_AIM_.
Filter the entries below and copy every line that contains the word "bench", treating uppercase and lowercase letters as different.

_INFORMATION GIVEN_.
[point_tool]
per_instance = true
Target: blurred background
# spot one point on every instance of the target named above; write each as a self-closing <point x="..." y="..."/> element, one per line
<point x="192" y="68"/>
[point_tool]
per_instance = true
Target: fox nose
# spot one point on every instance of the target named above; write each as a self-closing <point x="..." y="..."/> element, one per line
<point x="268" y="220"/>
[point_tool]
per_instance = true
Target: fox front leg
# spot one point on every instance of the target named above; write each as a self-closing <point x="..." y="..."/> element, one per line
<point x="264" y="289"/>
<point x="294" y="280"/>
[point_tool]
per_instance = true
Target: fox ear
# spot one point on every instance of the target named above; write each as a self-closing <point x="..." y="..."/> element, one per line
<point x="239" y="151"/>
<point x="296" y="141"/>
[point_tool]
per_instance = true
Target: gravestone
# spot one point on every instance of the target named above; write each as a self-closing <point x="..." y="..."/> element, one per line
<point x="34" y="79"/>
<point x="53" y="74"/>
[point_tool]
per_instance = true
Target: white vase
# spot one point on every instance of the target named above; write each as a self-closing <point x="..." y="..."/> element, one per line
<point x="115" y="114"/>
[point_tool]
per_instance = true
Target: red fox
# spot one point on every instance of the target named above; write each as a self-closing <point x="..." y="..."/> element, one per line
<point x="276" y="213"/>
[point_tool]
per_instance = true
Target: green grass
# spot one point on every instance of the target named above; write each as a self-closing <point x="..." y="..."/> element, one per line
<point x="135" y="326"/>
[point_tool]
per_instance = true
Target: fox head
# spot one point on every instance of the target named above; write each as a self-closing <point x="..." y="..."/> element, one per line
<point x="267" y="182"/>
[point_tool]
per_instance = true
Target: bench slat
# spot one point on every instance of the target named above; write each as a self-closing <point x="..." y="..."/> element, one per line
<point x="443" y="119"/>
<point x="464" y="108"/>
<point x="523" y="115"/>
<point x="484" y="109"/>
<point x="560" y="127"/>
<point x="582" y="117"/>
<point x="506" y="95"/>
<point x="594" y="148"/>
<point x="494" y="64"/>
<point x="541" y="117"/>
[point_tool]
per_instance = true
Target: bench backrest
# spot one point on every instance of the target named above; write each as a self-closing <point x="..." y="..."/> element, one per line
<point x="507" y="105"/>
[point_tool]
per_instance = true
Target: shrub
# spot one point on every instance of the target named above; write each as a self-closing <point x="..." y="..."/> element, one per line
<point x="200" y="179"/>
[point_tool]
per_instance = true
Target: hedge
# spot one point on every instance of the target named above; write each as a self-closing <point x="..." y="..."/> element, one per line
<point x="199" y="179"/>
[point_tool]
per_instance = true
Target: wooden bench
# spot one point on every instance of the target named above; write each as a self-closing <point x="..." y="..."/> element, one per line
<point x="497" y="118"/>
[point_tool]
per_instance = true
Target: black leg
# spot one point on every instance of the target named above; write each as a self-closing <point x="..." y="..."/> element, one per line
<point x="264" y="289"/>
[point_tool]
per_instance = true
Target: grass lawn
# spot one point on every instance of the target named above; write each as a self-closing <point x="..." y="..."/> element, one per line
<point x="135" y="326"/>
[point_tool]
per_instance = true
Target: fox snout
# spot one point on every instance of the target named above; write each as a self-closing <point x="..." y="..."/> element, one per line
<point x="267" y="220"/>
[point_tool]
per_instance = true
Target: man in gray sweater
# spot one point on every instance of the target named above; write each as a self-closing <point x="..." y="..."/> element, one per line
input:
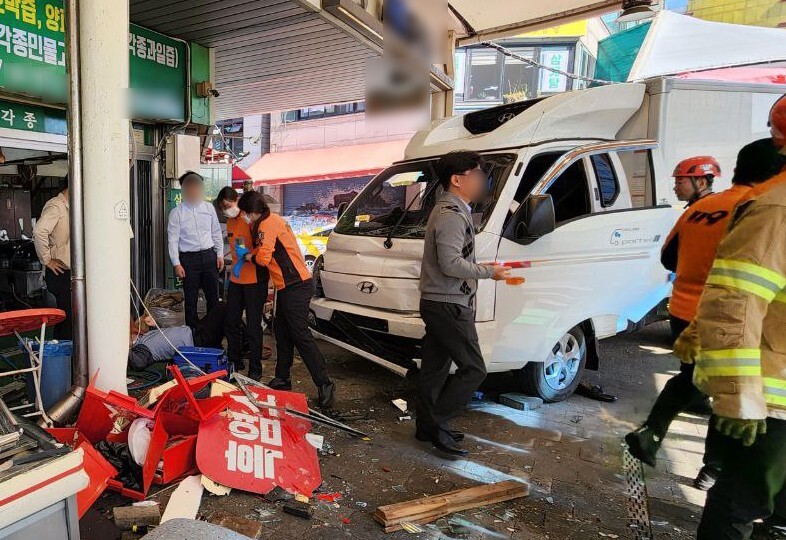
<point x="448" y="283"/>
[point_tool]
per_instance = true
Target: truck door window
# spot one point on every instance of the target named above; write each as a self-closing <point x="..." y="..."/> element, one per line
<point x="535" y="170"/>
<point x="608" y="185"/>
<point x="570" y="193"/>
<point x="637" y="168"/>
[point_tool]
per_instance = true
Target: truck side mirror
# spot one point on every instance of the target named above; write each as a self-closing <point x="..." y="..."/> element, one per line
<point x="538" y="218"/>
<point x="341" y="209"/>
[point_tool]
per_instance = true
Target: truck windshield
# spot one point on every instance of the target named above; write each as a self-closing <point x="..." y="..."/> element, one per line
<point x="410" y="190"/>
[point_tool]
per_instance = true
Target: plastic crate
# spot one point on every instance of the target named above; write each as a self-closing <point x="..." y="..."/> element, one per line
<point x="208" y="360"/>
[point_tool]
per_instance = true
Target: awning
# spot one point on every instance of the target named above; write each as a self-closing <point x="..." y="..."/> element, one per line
<point x="678" y="44"/>
<point x="758" y="75"/>
<point x="239" y="175"/>
<point x="492" y="19"/>
<point x="269" y="55"/>
<point x="325" y="163"/>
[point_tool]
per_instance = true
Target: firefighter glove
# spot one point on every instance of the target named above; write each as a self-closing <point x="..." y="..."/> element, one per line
<point x="744" y="430"/>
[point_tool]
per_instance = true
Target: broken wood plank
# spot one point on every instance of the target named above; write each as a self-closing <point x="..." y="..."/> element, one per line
<point x="429" y="509"/>
<point x="244" y="526"/>
<point x="185" y="500"/>
<point x="128" y="516"/>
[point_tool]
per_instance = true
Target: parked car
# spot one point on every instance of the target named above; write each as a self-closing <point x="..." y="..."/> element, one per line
<point x="580" y="203"/>
<point x="313" y="244"/>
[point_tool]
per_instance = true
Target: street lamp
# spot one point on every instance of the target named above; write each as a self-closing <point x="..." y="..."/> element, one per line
<point x="636" y="10"/>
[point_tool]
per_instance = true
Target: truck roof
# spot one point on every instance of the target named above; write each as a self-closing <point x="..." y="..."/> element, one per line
<point x="595" y="113"/>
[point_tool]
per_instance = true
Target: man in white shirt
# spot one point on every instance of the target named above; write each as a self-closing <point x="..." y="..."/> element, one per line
<point x="196" y="247"/>
<point x="52" y="239"/>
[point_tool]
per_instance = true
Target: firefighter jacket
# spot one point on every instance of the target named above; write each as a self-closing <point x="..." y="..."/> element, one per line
<point x="690" y="247"/>
<point x="277" y="249"/>
<point x="741" y="317"/>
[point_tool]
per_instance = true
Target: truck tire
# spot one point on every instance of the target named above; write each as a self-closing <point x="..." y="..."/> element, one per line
<point x="557" y="378"/>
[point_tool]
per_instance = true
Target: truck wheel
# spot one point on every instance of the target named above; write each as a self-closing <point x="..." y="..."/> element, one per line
<point x="557" y="378"/>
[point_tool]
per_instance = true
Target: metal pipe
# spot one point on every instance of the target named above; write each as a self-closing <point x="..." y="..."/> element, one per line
<point x="61" y="412"/>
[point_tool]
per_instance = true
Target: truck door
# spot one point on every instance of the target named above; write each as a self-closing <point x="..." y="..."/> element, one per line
<point x="596" y="265"/>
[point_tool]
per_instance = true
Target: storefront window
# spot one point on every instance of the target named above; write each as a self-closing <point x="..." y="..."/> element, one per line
<point x="460" y="74"/>
<point x="520" y="80"/>
<point x="485" y="75"/>
<point x="556" y="58"/>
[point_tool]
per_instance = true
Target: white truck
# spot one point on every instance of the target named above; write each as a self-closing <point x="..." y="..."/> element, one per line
<point x="580" y="202"/>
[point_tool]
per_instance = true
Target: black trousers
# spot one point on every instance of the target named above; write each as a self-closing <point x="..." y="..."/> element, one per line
<point x="60" y="287"/>
<point x="201" y="273"/>
<point x="450" y="336"/>
<point x="292" y="330"/>
<point x="751" y="485"/>
<point x="251" y="299"/>
<point x="678" y="394"/>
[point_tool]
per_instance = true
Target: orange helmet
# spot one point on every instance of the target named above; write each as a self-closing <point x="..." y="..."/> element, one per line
<point x="778" y="122"/>
<point x="697" y="167"/>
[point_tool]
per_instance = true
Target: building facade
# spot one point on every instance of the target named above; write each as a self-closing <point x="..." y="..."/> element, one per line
<point x="485" y="77"/>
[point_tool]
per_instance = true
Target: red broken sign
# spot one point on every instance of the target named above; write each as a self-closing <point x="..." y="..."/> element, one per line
<point x="257" y="448"/>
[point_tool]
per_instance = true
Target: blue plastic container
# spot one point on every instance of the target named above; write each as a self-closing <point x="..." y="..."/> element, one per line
<point x="208" y="360"/>
<point x="55" y="371"/>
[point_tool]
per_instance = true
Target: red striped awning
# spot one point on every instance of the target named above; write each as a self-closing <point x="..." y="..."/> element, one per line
<point x="325" y="163"/>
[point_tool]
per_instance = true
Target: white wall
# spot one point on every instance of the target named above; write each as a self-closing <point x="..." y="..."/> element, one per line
<point x="344" y="130"/>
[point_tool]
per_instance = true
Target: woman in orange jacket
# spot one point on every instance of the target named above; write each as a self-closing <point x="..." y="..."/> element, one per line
<point x="247" y="289"/>
<point x="276" y="248"/>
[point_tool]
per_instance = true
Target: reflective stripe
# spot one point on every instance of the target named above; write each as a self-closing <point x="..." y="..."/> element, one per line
<point x="732" y="371"/>
<point x="731" y="363"/>
<point x="765" y="273"/>
<point x="731" y="353"/>
<point x="743" y="285"/>
<point x="775" y="384"/>
<point x="775" y="400"/>
<point x="747" y="277"/>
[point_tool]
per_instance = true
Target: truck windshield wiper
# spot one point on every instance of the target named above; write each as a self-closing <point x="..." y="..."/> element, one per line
<point x="388" y="243"/>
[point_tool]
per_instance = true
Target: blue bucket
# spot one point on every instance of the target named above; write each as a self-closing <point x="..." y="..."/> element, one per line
<point x="55" y="371"/>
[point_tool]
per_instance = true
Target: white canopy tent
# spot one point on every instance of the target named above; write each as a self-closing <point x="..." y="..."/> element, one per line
<point x="678" y="44"/>
<point x="492" y="19"/>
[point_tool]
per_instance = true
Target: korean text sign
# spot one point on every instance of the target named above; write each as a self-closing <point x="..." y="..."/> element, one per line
<point x="256" y="449"/>
<point x="33" y="56"/>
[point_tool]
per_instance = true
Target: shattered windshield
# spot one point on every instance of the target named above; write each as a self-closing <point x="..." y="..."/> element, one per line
<point x="399" y="200"/>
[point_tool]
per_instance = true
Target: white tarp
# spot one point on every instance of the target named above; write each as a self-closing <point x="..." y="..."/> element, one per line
<point x="680" y="44"/>
<point x="492" y="19"/>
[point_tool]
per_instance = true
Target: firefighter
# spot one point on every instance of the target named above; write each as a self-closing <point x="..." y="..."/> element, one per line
<point x="275" y="247"/>
<point x="689" y="251"/>
<point x="693" y="178"/>
<point x="739" y="347"/>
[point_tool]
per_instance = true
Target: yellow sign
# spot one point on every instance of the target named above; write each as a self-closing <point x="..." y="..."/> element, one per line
<point x="574" y="29"/>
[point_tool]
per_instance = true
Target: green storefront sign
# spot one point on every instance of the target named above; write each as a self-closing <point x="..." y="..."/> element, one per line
<point x="32" y="60"/>
<point x="32" y="118"/>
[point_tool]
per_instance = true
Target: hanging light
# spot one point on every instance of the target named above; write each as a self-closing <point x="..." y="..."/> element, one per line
<point x="636" y="10"/>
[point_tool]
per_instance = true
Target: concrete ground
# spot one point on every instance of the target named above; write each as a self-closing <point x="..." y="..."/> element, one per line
<point x="570" y="453"/>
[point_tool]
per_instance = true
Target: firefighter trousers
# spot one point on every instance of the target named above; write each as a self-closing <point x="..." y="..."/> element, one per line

_RESPONSE BELOW_.
Target: bench slat
Target: bench backrest
Target: wooden bench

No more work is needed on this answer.